» **Exercise instructions**
Copy out the records below word for word, preserving every line and character.
#### Provided data ####
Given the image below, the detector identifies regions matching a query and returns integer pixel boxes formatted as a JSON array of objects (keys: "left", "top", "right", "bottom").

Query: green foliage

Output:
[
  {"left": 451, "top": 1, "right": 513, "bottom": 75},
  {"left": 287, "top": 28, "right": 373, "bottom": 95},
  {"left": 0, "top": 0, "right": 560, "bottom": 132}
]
####
» **Result below**
Given the image below, the detector identifies regions matching a query and returns integer pixel boxes formatted as a JSON array of objects (keys: "left", "top", "right", "bottom").

Query: green foliage

Output:
[
  {"left": 451, "top": 1, "right": 513, "bottom": 75},
  {"left": 287, "top": 28, "right": 373, "bottom": 95},
  {"left": 0, "top": 0, "right": 560, "bottom": 132}
]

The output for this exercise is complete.